■ **Reading text**:
========================
HSBC: AIA CEO Mark Tucker Will Be Next Chairman -- 3rd Update
13 March 2017 - 12:42PM
Dow Jones News
By Margot Patrick in London and Julie Steinberg in Hong Kong
HSBC Holdings PLC named AIA Group Ltd. Chief Executive Mark
Tucker as its next chairman, the first time the bank has hired an
outsider for the role in its 152-year history.
Mr. Tucker will become chairman on Oct. 1, a month after coming
aboard as a board member, HSBC said in a statement Sunday. He will
succeed outgoing HSBC veteran Douglas Flint. Mr. Tucker, currently
based in Hong Kong, will relocate to London.
Mr. Flint's departure is the first step in refreshing the bank's
leadership team and setting out its next set of goals. Mr. Tucker
will lead the process of identifying a successor to HSBC Chief
Executive Stuart Gulliver, who has said he would leave once Mr.
Flint's successor was in place. The bank said that process would
conclude in 2018.
The Wall Street Journal earlier reported on the appointment of
Mr. Tucker, citing people familiar with the matter.
Mr. Tucker has been at AIA since 2010. He joined the insurer as
its former owner, American International Group Inc., readied it for
an initial public offering in Hong Kong. Before AIA, Mr. Tucker was
chief executive of Prudential PLC, building its Asian franchise in
the 1990s, and has been a nonexecutive director at the Bank of
England.
He is known in the region as a smart and measured hand, having
helped AIA churn out steady returns since its IPO. Mr. Tucker will
be replaced by Ng Keng Hooi, AIA's regional chief executive, the
insurer said Monday.
Along with resigning from AIA, Mr. Tucker will also step down
from the board of Goldman Sachs Group Inc., HSBC said. He will
receive annual compensation of GBP1.5 million ($1.8 million),
benefits and a relocation amount of GBP300,000.
========================
■ **Data shown**:
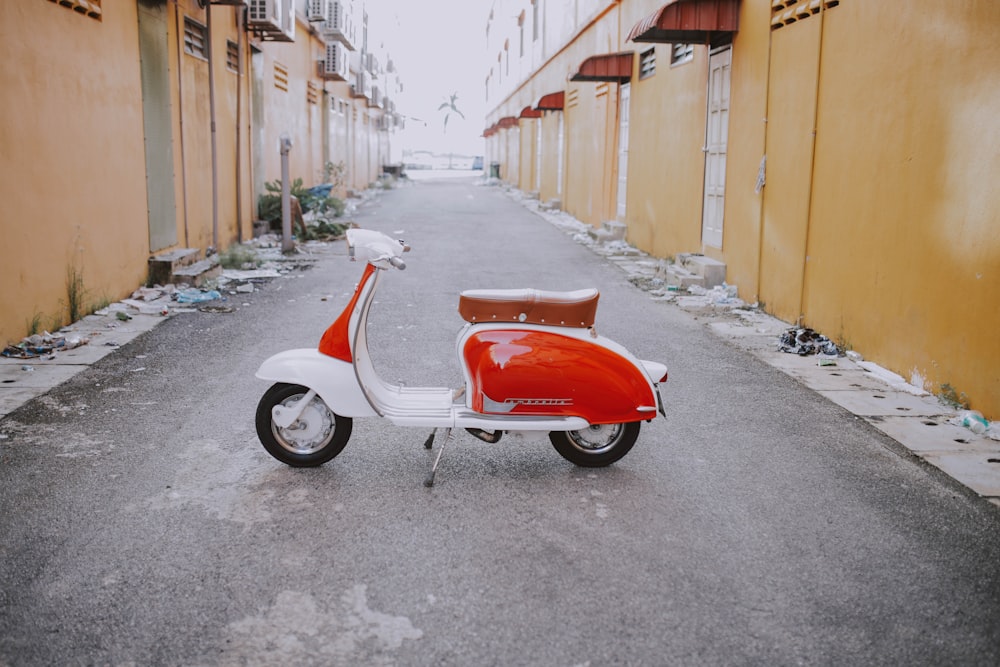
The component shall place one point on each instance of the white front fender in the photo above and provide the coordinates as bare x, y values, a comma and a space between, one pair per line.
333, 379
========================
Write the next part of the news article on Mark Tucker's appointment as HSBC chairman, starting right after its last sentence.

■ **Answer for the task**:
Mr. Flint, alongside Mr. Gulliver, helped HSBC reshape itself
and adapt to harsher regulation and lower profitability for banks
after the financial crisis. Their five-year strategy plan in 2011
saw the bank rein in its sprawling global operations, closing
dozens of business and exiting from much of Latin America.
After HSBC paid $1.9 billion in a 2012 settlement over
money-laundering lapses, Mr. Flint and Mr. Gulliver oversaw a
costly effort to raise financial crime-fighting standards at the
bank, which is still subject to a deferred-prosecution agreement
that was part of the settlement.
The two men were seen by analysts and investors as a formidable
duo, with Mr. Flint becoming a top voice in bank regulation
circles, and Mr. Gulliver credited with managing the bank's risks
with the eye of the trader he once was. But some investors had
urged the bank not to let Mr. Flint and Mr. Gulliver linger too
long, and last year they clarified their plans to leave.
Mr. Flint became chairman in December 2010 and has been on
HSBC's board since 1995, the year he joined the bank as finance
director. Mr. Gulliver, at the bank since 1980, became CEO at the
start of 2011.
Since starting in Hong Kong in 1865, HSBC has always selected
insiders as chairman, even when it meant falling afoul of U.K.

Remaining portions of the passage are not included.